Task goal: The full set of entries is to be printed exactly, with pictures excluded.

Dataset:
=== Begin Enclosure ===

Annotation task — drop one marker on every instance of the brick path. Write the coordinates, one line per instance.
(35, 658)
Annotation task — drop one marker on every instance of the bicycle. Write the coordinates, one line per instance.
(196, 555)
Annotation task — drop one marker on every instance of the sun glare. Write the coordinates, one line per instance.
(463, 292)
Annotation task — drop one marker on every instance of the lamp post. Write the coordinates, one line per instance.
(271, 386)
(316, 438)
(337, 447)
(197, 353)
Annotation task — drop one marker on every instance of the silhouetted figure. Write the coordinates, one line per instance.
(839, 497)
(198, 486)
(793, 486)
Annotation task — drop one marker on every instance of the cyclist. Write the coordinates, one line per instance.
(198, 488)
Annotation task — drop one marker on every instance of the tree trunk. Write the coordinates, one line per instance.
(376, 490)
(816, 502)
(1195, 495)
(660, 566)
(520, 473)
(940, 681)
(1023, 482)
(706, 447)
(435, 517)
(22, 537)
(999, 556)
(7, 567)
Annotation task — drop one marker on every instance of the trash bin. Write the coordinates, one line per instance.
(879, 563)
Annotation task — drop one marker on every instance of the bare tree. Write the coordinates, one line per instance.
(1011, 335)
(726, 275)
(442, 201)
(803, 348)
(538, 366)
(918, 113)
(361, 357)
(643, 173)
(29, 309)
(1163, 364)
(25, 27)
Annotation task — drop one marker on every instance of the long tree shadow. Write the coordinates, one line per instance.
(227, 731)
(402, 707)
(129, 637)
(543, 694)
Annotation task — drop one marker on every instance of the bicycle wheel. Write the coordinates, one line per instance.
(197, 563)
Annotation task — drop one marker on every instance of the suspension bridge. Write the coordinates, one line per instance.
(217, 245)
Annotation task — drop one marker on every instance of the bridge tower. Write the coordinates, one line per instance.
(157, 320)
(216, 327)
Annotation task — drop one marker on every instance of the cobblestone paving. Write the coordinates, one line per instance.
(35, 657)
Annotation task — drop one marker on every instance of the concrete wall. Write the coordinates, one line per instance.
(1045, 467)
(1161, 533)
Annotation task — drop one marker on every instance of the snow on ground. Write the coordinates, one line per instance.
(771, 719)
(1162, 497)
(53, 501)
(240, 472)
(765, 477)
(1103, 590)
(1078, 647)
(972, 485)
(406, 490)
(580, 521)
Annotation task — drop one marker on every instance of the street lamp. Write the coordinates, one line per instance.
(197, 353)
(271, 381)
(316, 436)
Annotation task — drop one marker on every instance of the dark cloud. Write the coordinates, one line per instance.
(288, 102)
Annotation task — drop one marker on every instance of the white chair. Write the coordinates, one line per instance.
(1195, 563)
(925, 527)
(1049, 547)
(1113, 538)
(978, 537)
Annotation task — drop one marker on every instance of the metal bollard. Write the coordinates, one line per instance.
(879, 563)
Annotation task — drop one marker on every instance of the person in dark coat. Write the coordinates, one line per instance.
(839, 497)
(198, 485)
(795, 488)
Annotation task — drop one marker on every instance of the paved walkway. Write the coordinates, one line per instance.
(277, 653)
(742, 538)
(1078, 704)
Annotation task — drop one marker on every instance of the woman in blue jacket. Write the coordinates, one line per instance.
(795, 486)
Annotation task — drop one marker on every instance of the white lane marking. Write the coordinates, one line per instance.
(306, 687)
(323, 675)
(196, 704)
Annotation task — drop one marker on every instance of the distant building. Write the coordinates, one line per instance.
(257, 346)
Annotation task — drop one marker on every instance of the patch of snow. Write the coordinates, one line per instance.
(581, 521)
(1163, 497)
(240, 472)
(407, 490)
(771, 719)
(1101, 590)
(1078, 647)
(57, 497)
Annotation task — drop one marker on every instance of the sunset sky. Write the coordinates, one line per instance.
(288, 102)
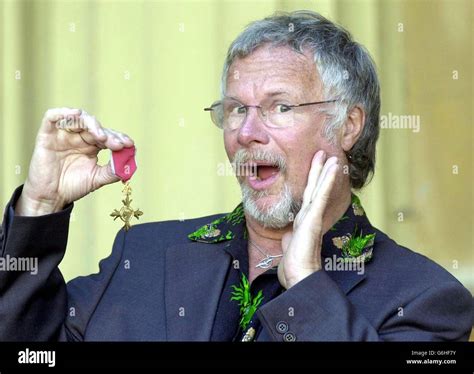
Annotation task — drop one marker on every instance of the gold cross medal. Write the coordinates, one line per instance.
(124, 166)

=== End Enclosure ===

Output:
Annotation task — drop one marker on every instance of the brick path. Write the coordinates, one line per instance.
(35, 658)
Annotation task — drop one marker on every instance of the bicycle. Write the coordinates, one line per instance.
(196, 555)
Annotation task — drop one marker on every instance of the sun glare. Write the coordinates, one line per instance.
(463, 292)
Annotation task — drop one marker on every instance of the lamp post. Write the coordinates, one line per instance.
(271, 386)
(316, 438)
(337, 447)
(197, 353)
Annotation task — drop one marker on every instance of the silhouetted figure. Write the coordinates, one line per instance.
(839, 497)
(198, 486)
(793, 486)
Annotation task — drop one marker on every instance of the cyclist. Write the coordinates, one line per instance.
(198, 488)
Annotation task — drop one marker on every instance of the tree trunk. Write the coordinates, one line per instance.
(376, 490)
(816, 502)
(1195, 495)
(660, 566)
(520, 473)
(940, 681)
(1023, 482)
(706, 447)
(435, 517)
(22, 537)
(999, 556)
(7, 567)
Annotation task — drop one marker on every instance of the trash bin. Write the coordinates, one line per instance.
(879, 563)
Annotation task — drop one marker on every instance of the bare tree. Write the coordinates, one line per instance.
(1011, 335)
(726, 275)
(442, 201)
(803, 348)
(538, 366)
(918, 113)
(361, 357)
(643, 173)
(29, 309)
(1163, 364)
(25, 27)
Annotation task — drop one marker on every instance of the long tree shadow. Write the coordinates, one line per instance.
(227, 731)
(402, 707)
(129, 637)
(543, 694)
Annotation task — drop one marker on every instance of the bicycle wheel. Write the coordinates, one line per instance.
(197, 563)
Annotation task — drop one marker on every instance of the suspension bridge. Write the coordinates, one line per instance.
(217, 245)
Annotation task — drop one marker on every instance of the bridge tower. Write the coordinates, one line per instance.
(157, 320)
(216, 327)
Annotation task — drop one marker on every instance of the cobblestone paving. Write the coordinates, one line per instance.
(35, 657)
Annotation task — drop one marker on every instance of the concrete wall. Write the coordinates, one line per instance.
(1045, 467)
(1161, 533)
Annotation task — drop one marker on every instance of the snow on ground. Write the coordinates, one line per instance.
(771, 719)
(1162, 497)
(53, 501)
(240, 472)
(765, 477)
(1103, 590)
(1078, 647)
(972, 485)
(406, 490)
(580, 521)
Annotation task — drop one marker on every instance of the street lamp. Write the coordinates, one line per instance.
(197, 353)
(271, 381)
(316, 436)
Annotation task — drop one marker on every instance of the dark cloud. Write the coordinates, one line per instance.
(288, 102)
Annotation task — drop one marker on every instance of the white chair. Write the coordinates, one line per instance.
(1195, 563)
(925, 527)
(1049, 547)
(1113, 538)
(978, 537)
Annotation task — drop one marker on every instance of the metal bollard. Write the coordinates, one line per instance.
(879, 563)
Annotation task — drop one marker on every instance of the person in dark coat. Write the coordinates, one line per instance.
(839, 497)
(198, 485)
(795, 488)
Annotation task — drop one marker on every instance of the paved walkway. Write the coordinates, one line per instance.
(277, 653)
(742, 538)
(1078, 704)
Annotation task — drop one marker on every instance of the woman in blue jacket. Write the coordinates, one line per instance.
(795, 486)
Annotation task — drop one marker on every instance of the white lane marking. Write the coordinates, one line per instance.
(306, 687)
(323, 675)
(196, 704)
Annotation task — drop one marker on every instance of the distant building. Write the coordinates, one line per instance.
(257, 346)
Annotation task — drop one marker on every instance of the patch of snow. Write the coordinates, one line per instance.
(581, 521)
(1163, 497)
(240, 472)
(407, 490)
(771, 719)
(1101, 590)
(1078, 647)
(57, 497)
Annotation task — drop one marker on every instance of the sunset sky. Write the coordinates, one line per instance.
(288, 102)
Annotation task — drop one marker on every instance of the gold cross medal. Write the coordinates, one line per instance.
(124, 166)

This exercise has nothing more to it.